• **WORK TO BE COMPLETED**
Give back exactly the lines from the one that includes "Task: draw a bounding box around the grassy" to the last line below, both included, and no further lines.

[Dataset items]

▶

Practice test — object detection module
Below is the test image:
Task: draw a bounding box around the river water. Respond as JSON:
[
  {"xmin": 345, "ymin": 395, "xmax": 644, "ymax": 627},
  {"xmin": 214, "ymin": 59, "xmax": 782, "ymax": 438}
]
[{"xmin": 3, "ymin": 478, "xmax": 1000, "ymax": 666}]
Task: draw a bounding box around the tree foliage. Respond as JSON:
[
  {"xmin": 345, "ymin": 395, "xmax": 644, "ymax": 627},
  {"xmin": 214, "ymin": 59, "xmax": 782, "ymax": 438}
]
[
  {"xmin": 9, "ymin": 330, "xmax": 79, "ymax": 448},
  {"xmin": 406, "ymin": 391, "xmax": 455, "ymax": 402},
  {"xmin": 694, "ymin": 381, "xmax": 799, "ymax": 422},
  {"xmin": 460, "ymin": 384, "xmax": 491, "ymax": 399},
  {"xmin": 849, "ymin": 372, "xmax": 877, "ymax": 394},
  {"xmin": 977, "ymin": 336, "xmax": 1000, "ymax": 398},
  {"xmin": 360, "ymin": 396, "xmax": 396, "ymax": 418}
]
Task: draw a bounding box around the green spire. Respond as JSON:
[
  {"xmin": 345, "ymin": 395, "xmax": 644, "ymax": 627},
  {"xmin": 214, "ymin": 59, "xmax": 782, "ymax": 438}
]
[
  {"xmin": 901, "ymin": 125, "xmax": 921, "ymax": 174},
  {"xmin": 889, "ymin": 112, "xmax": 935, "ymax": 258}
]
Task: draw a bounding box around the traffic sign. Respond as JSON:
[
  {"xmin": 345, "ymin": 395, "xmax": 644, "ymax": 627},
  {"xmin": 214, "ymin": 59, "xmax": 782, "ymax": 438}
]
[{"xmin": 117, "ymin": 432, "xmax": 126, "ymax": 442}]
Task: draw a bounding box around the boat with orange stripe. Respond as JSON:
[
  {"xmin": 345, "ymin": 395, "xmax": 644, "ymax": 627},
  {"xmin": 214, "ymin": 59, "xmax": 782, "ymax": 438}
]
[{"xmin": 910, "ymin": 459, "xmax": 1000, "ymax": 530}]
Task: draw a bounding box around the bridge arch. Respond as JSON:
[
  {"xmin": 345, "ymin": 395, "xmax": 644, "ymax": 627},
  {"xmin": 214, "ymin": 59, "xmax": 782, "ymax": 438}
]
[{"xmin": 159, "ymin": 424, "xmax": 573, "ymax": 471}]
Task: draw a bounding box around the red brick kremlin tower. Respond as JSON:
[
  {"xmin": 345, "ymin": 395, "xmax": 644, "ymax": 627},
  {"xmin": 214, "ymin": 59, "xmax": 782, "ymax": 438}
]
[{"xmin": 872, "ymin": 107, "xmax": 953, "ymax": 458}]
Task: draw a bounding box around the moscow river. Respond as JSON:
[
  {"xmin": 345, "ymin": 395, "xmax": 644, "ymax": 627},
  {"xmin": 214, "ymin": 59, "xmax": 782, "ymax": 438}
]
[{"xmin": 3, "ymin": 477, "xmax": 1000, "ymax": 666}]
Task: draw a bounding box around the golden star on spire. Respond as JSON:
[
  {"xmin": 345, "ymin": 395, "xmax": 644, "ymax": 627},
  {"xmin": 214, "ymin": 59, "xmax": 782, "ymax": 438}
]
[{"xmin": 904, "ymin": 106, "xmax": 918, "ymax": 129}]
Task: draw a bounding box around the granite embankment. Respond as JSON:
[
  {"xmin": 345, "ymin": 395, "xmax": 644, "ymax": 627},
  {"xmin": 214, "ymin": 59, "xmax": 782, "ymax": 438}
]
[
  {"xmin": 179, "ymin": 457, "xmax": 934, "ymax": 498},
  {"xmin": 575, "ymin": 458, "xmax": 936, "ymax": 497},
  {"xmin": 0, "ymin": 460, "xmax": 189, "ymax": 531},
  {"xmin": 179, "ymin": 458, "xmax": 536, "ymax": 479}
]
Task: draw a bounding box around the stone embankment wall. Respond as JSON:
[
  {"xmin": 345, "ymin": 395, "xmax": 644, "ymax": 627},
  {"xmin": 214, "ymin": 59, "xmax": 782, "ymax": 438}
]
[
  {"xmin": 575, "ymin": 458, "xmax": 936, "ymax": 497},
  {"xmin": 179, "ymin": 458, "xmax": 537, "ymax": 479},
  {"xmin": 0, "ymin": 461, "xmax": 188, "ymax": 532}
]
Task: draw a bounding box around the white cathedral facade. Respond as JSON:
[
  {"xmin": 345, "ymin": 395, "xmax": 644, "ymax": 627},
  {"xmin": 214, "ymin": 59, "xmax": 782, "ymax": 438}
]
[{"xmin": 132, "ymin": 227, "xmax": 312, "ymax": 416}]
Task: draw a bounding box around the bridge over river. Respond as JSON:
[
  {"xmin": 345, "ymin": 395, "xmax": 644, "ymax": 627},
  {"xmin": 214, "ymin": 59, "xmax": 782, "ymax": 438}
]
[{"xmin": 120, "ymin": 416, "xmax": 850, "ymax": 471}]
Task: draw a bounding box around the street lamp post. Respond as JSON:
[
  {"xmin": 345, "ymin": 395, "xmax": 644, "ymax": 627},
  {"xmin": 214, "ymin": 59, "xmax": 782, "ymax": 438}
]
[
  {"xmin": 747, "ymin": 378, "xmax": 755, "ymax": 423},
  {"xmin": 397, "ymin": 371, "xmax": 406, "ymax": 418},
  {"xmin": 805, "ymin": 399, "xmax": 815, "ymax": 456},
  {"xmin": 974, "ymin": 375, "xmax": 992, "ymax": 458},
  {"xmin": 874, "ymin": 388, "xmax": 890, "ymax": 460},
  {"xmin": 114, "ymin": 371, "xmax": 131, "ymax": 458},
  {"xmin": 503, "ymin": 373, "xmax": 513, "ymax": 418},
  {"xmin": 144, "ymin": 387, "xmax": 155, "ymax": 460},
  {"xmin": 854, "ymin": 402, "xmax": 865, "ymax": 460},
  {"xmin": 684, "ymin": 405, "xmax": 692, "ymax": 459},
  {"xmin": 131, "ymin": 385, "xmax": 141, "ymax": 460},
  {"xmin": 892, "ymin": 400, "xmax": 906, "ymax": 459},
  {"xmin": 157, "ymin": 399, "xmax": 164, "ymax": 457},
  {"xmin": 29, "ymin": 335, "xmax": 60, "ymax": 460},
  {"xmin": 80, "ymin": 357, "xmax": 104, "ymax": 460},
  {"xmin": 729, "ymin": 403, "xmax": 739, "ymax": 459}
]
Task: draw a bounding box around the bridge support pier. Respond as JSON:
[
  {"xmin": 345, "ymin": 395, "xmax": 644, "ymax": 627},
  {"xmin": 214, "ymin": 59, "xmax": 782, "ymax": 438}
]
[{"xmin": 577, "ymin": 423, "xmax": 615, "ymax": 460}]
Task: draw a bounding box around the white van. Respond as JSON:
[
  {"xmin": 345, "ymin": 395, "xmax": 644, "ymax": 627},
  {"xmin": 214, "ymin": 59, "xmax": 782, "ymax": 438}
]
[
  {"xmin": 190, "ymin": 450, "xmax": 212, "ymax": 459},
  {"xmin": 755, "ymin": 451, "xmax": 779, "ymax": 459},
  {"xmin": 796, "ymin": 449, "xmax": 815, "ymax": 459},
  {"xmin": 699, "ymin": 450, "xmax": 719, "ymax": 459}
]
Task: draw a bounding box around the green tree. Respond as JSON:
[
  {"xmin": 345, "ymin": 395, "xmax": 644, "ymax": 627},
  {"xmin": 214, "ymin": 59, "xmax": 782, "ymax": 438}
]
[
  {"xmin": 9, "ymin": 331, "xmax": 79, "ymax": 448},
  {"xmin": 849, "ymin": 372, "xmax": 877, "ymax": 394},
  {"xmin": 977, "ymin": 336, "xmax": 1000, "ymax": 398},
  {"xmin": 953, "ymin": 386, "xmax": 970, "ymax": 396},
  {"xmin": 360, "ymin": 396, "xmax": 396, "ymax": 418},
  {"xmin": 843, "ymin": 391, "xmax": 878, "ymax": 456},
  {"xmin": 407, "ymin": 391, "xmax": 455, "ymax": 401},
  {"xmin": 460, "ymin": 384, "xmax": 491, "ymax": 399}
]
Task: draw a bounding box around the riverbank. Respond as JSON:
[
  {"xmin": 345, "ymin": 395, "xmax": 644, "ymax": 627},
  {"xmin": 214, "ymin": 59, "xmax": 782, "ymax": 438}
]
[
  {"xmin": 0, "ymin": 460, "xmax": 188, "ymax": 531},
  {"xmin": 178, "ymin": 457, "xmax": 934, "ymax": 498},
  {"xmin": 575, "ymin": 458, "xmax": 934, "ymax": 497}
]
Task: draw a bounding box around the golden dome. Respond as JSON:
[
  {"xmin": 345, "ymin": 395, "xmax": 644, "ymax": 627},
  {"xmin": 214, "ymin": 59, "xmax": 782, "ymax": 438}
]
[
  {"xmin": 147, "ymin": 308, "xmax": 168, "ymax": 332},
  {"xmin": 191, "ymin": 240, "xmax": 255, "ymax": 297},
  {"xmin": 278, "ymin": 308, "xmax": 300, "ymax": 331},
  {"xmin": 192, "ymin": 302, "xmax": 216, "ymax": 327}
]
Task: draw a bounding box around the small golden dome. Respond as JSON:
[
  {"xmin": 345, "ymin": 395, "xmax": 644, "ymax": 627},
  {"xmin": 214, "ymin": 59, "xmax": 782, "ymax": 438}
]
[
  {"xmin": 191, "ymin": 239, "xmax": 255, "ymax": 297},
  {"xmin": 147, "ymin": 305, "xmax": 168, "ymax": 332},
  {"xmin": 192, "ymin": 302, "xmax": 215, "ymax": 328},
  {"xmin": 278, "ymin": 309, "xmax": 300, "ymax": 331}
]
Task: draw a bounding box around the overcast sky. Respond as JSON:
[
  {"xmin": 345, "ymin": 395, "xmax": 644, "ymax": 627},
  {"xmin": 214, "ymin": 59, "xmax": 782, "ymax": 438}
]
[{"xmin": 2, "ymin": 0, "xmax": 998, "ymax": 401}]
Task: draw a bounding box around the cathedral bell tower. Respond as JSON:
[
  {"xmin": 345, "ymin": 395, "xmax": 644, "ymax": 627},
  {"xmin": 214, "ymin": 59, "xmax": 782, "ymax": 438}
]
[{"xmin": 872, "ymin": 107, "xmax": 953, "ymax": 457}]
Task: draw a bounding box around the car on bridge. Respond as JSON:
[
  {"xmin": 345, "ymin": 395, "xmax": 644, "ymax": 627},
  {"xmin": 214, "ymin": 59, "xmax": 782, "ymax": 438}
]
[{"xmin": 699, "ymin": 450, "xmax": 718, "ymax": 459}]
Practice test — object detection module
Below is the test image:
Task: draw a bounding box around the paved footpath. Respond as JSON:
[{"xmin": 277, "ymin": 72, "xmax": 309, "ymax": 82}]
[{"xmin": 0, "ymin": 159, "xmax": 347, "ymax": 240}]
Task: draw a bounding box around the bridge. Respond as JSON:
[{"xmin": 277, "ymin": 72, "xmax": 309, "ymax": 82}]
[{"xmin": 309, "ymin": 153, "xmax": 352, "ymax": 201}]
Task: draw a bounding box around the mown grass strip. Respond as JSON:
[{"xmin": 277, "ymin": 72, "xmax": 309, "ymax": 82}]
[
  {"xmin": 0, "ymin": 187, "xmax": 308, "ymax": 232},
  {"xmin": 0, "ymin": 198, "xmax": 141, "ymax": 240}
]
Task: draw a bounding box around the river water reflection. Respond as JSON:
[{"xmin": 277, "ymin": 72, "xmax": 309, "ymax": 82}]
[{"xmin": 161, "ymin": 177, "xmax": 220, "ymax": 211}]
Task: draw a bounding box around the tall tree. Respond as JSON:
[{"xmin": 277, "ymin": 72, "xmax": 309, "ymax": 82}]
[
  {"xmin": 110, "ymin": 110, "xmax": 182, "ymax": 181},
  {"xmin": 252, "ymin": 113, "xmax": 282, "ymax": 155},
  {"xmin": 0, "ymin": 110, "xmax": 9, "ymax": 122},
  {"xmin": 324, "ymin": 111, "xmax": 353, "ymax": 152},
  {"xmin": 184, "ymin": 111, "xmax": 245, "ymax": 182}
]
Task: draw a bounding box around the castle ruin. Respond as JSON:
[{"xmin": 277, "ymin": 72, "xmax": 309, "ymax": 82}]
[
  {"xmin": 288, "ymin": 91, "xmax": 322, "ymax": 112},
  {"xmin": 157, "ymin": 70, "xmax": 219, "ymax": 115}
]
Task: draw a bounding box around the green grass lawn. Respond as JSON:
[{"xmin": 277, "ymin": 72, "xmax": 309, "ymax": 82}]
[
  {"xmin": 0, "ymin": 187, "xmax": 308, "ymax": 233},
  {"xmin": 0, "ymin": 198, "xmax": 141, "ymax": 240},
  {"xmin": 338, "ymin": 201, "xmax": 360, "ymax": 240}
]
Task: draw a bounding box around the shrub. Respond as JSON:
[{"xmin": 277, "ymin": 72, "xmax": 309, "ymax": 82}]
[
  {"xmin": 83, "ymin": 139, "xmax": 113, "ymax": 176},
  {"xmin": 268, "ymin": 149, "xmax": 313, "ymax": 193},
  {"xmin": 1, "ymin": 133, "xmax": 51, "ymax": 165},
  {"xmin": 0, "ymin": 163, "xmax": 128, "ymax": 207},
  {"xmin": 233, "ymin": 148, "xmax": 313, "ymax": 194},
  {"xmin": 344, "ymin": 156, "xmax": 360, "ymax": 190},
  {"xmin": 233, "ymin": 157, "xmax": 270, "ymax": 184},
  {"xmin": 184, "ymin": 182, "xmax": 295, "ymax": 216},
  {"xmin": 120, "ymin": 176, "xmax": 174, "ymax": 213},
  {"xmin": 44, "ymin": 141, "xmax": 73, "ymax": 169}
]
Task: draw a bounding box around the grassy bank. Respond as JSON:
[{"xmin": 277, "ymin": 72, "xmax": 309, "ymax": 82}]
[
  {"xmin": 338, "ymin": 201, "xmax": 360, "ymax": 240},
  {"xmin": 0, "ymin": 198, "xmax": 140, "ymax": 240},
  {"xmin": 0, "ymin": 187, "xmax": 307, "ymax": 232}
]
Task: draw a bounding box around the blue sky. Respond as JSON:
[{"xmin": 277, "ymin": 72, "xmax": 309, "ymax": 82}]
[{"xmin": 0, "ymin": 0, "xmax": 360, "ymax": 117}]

◀

• **OUTPUT FOR THIS TASK**
Task: draw a bounding box around the grassy bank. Respond as JSON:
[{"xmin": 277, "ymin": 72, "xmax": 309, "ymax": 82}]
[
  {"xmin": 338, "ymin": 201, "xmax": 360, "ymax": 240},
  {"xmin": 0, "ymin": 198, "xmax": 140, "ymax": 240},
  {"xmin": 0, "ymin": 187, "xmax": 307, "ymax": 232}
]
Task: draw a bounding box around the blue sky. Respond as JSON:
[{"xmin": 277, "ymin": 72, "xmax": 309, "ymax": 82}]
[{"xmin": 0, "ymin": 0, "xmax": 360, "ymax": 117}]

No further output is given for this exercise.